= Task prompt =
Arrange every one of the rows below as a JSON list of strings, with one string per line and any blank lines omitted.

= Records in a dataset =
+ + + + +

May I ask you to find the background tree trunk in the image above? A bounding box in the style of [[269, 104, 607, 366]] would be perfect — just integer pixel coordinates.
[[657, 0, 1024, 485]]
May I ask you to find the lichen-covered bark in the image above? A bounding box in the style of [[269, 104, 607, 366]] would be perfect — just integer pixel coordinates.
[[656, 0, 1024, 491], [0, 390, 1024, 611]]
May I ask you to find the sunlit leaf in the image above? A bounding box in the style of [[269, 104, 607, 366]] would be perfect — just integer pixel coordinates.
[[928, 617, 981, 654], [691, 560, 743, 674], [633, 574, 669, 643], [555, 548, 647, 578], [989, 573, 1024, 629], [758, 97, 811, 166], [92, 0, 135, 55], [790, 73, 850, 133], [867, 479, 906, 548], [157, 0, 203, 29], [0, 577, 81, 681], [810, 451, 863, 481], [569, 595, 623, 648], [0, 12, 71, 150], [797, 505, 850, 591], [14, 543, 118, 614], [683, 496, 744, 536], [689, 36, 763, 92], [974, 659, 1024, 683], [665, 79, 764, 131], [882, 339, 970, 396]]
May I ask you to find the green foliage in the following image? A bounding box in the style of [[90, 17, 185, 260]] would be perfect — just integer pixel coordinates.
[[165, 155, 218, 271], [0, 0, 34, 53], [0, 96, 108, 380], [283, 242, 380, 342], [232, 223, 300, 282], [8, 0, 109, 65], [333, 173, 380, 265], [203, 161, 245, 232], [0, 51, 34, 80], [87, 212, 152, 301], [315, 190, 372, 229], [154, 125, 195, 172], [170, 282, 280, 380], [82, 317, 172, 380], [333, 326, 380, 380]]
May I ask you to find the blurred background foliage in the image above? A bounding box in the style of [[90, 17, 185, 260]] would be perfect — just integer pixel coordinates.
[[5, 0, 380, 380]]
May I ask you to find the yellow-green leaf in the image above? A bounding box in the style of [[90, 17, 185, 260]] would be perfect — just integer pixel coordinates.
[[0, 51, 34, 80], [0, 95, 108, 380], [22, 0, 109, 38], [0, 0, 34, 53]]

+ + + + +

= Written response =
[
  "May I ask you to find the background tree trunk in the image above? A bounding box in the style of [[269, 104, 607, 366]] would be perfect — just integer pixel coordinates.",
  "[[657, 0, 1024, 485]]",
  "May I ask you to find the lichen-covered bark in the image above? A bounding box in the style of [[269, 104, 607, 366]] would be perfect — just integer pixel coordinates.",
  "[[656, 0, 1024, 491], [0, 390, 1024, 611]]",
  "May I ask you to find the sunlit leaf in the image above? A bounding box in the style of [[269, 104, 607, 366]] would be perfect — just integer pixel coordinates.",
  "[[928, 617, 981, 654], [691, 560, 743, 674], [633, 574, 669, 643], [555, 548, 647, 578], [989, 573, 1024, 629], [758, 97, 811, 166], [92, 0, 135, 55], [790, 73, 850, 133], [867, 479, 906, 548], [157, 0, 203, 29], [0, 577, 81, 681], [810, 451, 863, 481], [569, 595, 623, 648], [0, 12, 71, 150], [797, 505, 850, 591], [14, 543, 118, 614], [683, 496, 744, 536], [689, 36, 763, 92], [974, 659, 1024, 683], [665, 79, 764, 131], [882, 339, 970, 396]]",
  "May I ask you to find the green foliage in the following image? A bounding box in the style of [[90, 17, 185, 260]] would be perfect — just integer pixel coordinates.",
  "[[165, 155, 218, 271], [0, 0, 34, 53], [0, 96, 108, 380], [283, 242, 380, 342], [232, 223, 300, 282], [8, 0, 109, 65], [333, 173, 380, 265], [203, 161, 245, 232], [0, 51, 34, 80], [87, 212, 152, 301], [315, 190, 372, 229], [154, 125, 195, 172], [170, 282, 280, 380], [82, 317, 172, 380], [333, 326, 380, 380]]",
  "May I ask you to find the blurred background foliage in the image above? A bounding box in the style of [[90, 17, 185, 260]] would be perfect — just integer pixel coordinates.",
  "[[5, 0, 380, 380]]",
  "May I ask you to find the yellow-green leaf in the image above? A bounding box in the style of [[90, 17, 185, 260]] would be perfect — just integer pixel coordinates.",
  "[[0, 51, 34, 80], [0, 95, 108, 380], [22, 0, 109, 38], [0, 0, 34, 53]]"
]